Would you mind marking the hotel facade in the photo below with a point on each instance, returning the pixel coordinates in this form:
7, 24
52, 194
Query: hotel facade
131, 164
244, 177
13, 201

....

== Task to complete ==
Retype all of the data above, reproducing every line without alteration.

== The completed task ==
Would you mind marking the hotel facade in the photo below with a point on each instance, returning the pixel coordinates in this form:
7, 24
52, 194
Query: hotel facade
131, 164
244, 177
13, 201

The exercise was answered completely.